What is being asked: Lines from the one containing "Q: Locate a point on each instance of the white dog" through the end of the data are to be returned exactly, and no others.

Records provided:
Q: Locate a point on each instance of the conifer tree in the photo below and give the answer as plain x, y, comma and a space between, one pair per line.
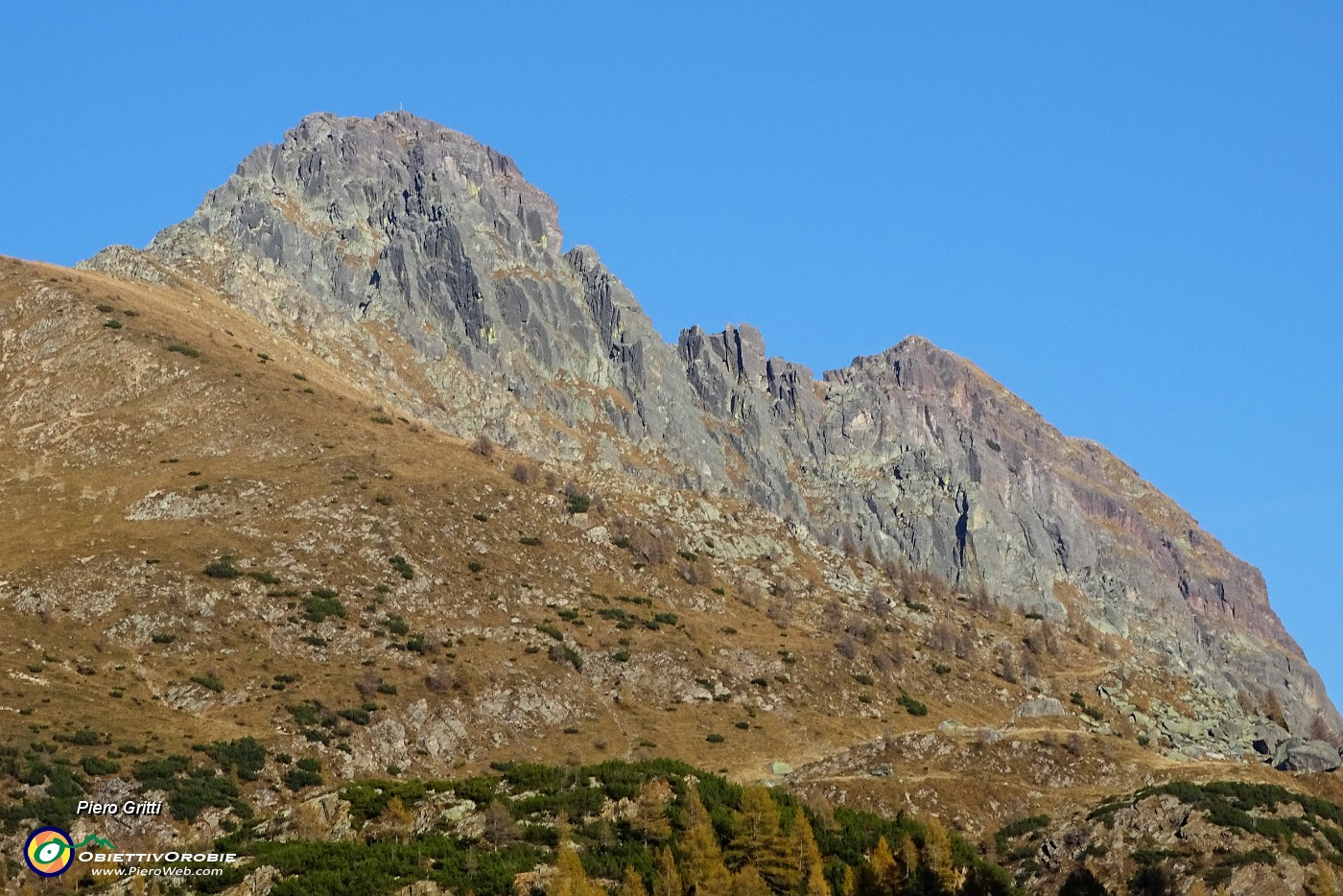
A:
884, 868
907, 856
850, 883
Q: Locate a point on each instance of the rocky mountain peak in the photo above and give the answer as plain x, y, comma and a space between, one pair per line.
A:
426, 265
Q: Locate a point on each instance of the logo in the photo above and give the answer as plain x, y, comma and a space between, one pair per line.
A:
49, 852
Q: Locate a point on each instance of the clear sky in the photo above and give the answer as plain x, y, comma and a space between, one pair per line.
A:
1130, 214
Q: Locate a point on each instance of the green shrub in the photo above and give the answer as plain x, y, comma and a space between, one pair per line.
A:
305, 772
222, 569
96, 766
244, 757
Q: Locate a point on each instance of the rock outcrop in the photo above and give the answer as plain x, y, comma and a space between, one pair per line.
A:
365, 237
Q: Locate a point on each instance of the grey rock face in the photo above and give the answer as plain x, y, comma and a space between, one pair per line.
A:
352, 230
1296, 754
1040, 708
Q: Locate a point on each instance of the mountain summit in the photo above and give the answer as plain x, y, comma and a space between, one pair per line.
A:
352, 230
376, 536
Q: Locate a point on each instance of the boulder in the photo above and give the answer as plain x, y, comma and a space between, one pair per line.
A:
1040, 708
1298, 754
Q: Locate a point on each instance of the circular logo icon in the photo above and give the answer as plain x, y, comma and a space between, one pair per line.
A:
49, 852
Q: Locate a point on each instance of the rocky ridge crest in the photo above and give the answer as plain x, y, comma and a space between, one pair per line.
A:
363, 237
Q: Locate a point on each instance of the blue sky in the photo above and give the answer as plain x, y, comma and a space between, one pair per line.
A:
1130, 214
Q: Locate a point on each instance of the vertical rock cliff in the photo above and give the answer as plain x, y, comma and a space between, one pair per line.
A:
423, 264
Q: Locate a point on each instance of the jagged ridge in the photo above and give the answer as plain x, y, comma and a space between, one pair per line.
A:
353, 228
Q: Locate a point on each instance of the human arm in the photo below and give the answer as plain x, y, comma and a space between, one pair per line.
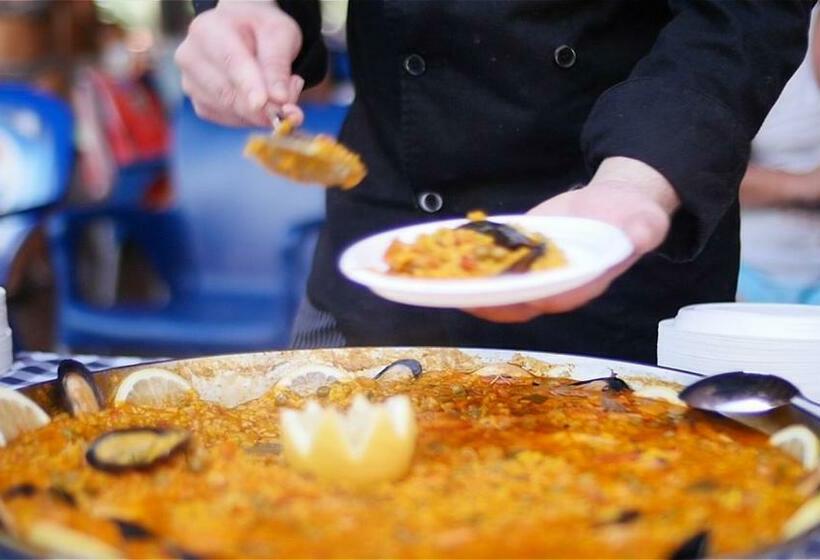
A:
764, 186
624, 192
771, 187
242, 60
687, 111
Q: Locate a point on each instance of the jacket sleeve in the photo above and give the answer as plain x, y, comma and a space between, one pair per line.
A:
311, 62
692, 105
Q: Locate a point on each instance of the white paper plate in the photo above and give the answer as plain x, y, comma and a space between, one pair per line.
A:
6, 356
591, 248
752, 320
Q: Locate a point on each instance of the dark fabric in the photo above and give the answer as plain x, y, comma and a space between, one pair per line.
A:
311, 62
501, 116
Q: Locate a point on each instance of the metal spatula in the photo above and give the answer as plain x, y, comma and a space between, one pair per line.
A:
306, 158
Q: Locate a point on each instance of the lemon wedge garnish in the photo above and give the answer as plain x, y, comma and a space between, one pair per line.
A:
151, 387
305, 378
367, 444
805, 518
799, 442
18, 414
63, 542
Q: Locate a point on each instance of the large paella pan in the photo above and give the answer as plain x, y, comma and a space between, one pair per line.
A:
440, 453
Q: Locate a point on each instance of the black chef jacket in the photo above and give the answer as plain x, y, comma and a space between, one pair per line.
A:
500, 105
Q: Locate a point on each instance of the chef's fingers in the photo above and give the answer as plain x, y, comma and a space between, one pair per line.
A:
278, 40
233, 55
217, 114
292, 110
210, 88
297, 83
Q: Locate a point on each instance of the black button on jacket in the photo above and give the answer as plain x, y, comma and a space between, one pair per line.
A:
501, 105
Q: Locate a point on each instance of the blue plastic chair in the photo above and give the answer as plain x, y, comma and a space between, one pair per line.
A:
35, 165
232, 253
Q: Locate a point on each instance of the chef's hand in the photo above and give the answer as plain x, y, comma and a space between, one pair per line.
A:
624, 192
236, 63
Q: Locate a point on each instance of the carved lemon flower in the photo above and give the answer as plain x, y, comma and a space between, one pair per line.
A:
367, 444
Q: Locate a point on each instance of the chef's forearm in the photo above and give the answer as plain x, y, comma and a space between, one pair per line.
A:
637, 177
692, 105
772, 187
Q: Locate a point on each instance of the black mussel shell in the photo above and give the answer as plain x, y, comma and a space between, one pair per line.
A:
612, 383
509, 238
135, 448
502, 234
24, 490
692, 548
78, 390
132, 531
62, 495
413, 367
525, 263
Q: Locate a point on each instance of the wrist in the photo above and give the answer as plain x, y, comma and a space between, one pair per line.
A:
637, 180
804, 188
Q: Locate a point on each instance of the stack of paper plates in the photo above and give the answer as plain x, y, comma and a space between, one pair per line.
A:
762, 338
5, 335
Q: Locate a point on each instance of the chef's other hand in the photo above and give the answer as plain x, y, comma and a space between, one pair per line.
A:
236, 63
624, 192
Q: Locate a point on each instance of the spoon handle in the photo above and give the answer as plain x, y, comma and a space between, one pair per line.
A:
804, 398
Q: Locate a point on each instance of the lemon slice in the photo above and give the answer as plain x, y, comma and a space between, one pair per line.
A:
18, 414
305, 378
68, 543
805, 518
800, 442
367, 444
151, 387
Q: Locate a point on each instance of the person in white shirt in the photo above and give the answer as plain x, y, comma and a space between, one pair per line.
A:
780, 225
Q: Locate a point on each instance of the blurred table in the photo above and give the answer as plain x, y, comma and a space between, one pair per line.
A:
36, 367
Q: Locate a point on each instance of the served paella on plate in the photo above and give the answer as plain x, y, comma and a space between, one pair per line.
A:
390, 453
479, 247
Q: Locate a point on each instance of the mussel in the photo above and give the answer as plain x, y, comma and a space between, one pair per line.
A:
23, 490
509, 238
697, 546
135, 448
78, 390
131, 530
400, 368
612, 384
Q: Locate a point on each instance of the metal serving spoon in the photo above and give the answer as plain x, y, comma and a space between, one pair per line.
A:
307, 158
738, 393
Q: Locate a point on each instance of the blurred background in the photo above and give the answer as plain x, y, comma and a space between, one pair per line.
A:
127, 224
130, 226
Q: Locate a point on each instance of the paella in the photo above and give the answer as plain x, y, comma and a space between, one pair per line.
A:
411, 458
478, 248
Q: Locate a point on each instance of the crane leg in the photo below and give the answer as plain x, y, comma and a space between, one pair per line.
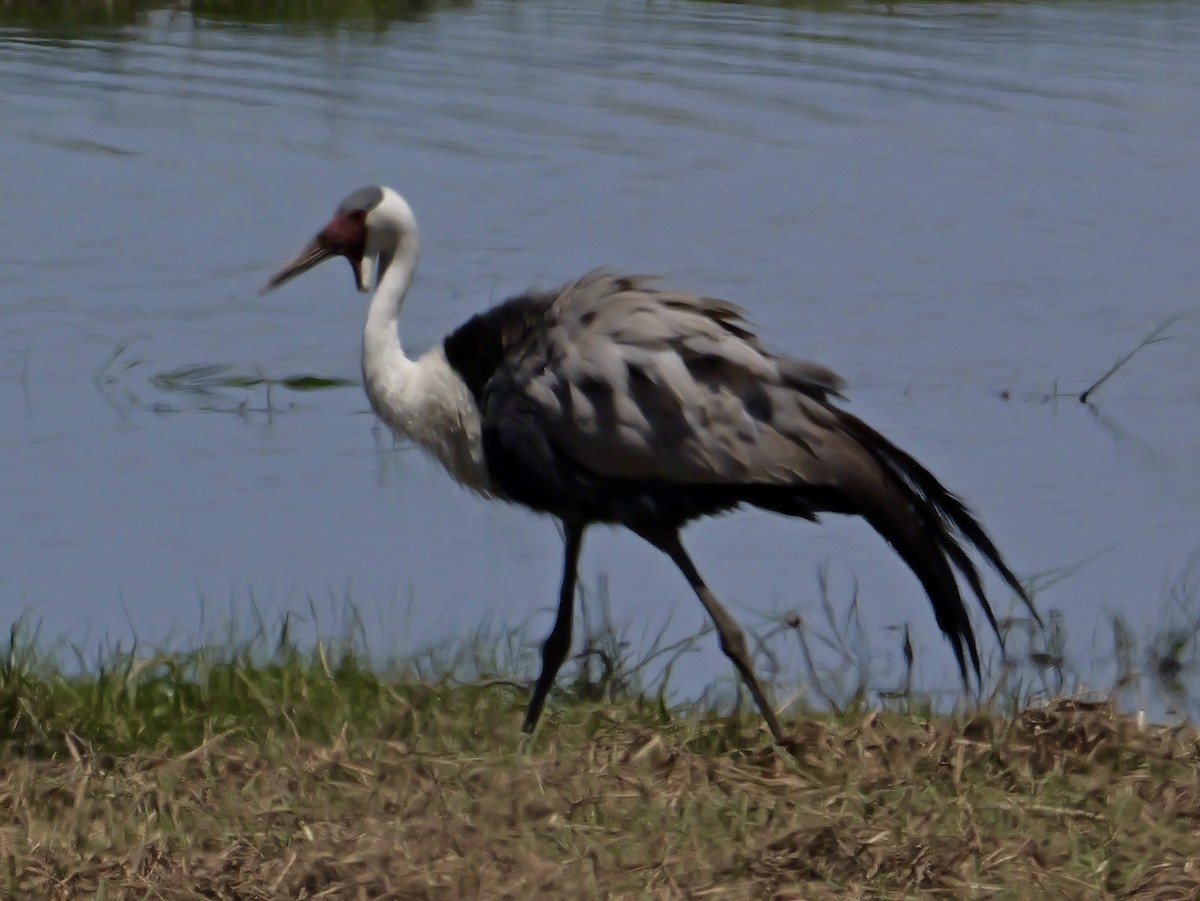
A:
732, 638
558, 642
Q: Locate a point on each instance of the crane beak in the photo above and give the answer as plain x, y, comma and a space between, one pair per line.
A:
306, 259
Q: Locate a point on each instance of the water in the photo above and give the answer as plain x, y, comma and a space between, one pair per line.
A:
967, 210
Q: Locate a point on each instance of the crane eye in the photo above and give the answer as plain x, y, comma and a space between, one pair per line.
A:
346, 234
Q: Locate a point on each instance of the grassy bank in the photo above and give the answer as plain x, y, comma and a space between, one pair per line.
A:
291, 774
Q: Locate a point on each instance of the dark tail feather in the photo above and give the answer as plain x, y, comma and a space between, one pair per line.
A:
927, 536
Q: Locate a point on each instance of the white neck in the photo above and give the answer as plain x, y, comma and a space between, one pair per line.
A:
382, 352
424, 398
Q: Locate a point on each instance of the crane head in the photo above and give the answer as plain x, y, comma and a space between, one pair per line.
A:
346, 235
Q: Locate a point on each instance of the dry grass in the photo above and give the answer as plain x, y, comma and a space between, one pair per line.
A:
1065, 802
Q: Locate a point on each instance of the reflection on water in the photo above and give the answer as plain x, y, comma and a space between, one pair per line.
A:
967, 210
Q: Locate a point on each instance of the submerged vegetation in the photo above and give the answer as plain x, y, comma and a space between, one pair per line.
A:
262, 769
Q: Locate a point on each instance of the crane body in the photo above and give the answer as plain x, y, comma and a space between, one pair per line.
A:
613, 400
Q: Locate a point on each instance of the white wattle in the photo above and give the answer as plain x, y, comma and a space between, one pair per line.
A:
423, 400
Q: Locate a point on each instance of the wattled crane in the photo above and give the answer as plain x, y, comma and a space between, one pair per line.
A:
613, 400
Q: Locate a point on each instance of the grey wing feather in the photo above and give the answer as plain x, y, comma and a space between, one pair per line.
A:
642, 383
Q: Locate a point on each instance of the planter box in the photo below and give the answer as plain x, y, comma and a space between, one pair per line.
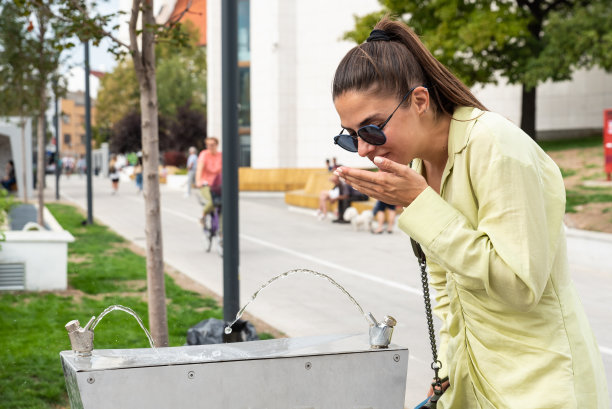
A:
35, 260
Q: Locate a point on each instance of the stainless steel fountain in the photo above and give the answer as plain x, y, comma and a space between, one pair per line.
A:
334, 371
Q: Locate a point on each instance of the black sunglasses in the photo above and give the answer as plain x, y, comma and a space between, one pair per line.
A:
371, 134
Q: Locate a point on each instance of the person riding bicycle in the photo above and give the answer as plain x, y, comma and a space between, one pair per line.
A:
208, 173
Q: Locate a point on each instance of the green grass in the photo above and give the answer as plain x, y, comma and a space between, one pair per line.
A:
32, 324
567, 172
583, 195
586, 142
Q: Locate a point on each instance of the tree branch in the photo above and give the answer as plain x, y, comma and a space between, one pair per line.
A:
180, 16
108, 34
136, 57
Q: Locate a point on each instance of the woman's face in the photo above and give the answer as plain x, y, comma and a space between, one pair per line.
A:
357, 109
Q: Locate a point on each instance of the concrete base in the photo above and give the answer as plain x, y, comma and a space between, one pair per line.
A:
43, 255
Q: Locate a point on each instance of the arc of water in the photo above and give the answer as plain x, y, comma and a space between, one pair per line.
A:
228, 329
129, 311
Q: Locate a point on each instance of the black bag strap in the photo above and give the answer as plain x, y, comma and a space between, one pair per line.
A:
436, 364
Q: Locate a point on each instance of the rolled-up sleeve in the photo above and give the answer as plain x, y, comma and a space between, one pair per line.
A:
509, 252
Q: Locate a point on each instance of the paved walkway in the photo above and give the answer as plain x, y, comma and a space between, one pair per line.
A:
379, 271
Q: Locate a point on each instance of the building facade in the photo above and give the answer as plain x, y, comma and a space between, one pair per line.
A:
72, 124
295, 47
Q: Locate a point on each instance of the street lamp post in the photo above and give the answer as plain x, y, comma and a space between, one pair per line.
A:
58, 169
229, 84
88, 137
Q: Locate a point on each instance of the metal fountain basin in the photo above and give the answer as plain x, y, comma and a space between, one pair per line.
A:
331, 371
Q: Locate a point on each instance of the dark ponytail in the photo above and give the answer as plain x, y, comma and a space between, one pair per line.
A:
395, 66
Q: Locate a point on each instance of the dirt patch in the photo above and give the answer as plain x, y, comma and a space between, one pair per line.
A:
579, 166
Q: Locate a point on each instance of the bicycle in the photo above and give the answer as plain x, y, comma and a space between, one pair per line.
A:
212, 224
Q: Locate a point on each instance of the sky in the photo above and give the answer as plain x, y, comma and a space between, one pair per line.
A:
99, 58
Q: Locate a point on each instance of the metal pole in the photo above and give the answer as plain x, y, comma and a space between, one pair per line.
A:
88, 137
229, 84
57, 150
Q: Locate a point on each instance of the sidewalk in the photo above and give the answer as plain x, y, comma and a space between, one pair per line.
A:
379, 271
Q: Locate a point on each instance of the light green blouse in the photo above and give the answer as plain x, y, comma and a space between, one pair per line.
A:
515, 334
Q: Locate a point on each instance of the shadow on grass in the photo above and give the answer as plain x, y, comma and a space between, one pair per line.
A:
32, 324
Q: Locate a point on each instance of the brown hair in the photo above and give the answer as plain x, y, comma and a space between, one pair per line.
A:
396, 66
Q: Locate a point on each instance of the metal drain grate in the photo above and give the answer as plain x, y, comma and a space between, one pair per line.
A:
12, 276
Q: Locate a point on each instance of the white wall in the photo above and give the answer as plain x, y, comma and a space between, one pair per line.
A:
295, 49
213, 69
44, 253
10, 127
561, 107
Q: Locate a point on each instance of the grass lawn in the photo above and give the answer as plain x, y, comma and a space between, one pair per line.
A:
101, 271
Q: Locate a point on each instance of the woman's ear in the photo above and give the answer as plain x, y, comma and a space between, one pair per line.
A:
420, 98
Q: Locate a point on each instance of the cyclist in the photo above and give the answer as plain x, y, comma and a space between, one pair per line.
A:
208, 171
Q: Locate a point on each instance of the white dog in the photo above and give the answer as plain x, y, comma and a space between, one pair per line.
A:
359, 221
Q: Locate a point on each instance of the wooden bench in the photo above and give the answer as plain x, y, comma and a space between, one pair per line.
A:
309, 196
274, 180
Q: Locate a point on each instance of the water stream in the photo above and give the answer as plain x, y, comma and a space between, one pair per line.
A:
228, 329
127, 310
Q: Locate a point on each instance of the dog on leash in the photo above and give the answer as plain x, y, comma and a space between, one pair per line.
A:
359, 221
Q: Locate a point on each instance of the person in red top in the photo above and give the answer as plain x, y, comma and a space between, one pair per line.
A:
209, 166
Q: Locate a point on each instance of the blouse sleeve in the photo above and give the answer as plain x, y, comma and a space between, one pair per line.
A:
520, 206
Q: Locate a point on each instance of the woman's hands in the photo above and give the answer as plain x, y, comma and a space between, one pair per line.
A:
395, 184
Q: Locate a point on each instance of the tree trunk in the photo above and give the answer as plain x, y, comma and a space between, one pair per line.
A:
145, 69
40, 162
528, 112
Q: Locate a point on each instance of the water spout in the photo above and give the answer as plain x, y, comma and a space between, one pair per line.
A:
81, 339
228, 329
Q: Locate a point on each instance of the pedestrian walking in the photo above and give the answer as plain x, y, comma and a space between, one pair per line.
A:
486, 205
138, 174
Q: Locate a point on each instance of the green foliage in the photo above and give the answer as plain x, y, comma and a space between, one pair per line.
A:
525, 42
118, 94
580, 37
584, 195
181, 89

Completed task:
Q: Locate a point on each instance of the white dog in the photo above and give the answer as plain x, y, comma and a space between, one pair per line.
A:
359, 221
Q: Locate a point on each instance of the wooden bench in the photo above and give the answer as plain x, y, comma and a space between, one pair per line.
A:
309, 196
274, 180
Q: Locate a point on each instance of the water stream in the photo above and give the answer as plain x, y, comma and a space between, one pair per line.
A:
228, 329
127, 310
Q: Locate a point on each instance of the dog on leash in the photo above and give the answer as plain x, y, comma and a space between, one pair per line.
A:
359, 221
Q: Locate a point on each instance of the person in red top in the photo above and give the answer as plain x, y, comma and a space between, one pair per line.
A:
209, 166
Q: Locate a point on each instance of the blouse sleeve in the photo above and give the answer as plain x, y, comma and a space between, one pair per line.
A:
520, 206
Q: Locate a point on each instance of the woman's hands in the photo above and give the answer as plain x, y, comma and a space between, one pair per line.
A:
395, 184
Q: Locate a point on each instance of the tree trunk in the photo above and give the answer as plain x, y, comma and a space between, one pair per line.
A:
145, 69
40, 162
528, 112
Q: Locate a point on each instance of the water spout in the photo above and give the answer as plain x, y, comma and a space between, one pair per line.
A:
81, 339
228, 329
Q: Locate a point on each instance of the pedestrian walking in the photo above and give the answer as plain x, y, comma and a space between, one pair per line.
A:
486, 205
138, 174
Q: Locate a point on each instance of the green foliage in the photo above and give the answer as plain x, y, comma and a space between, one pair per line.
A:
525, 42
118, 94
580, 37
584, 195
181, 89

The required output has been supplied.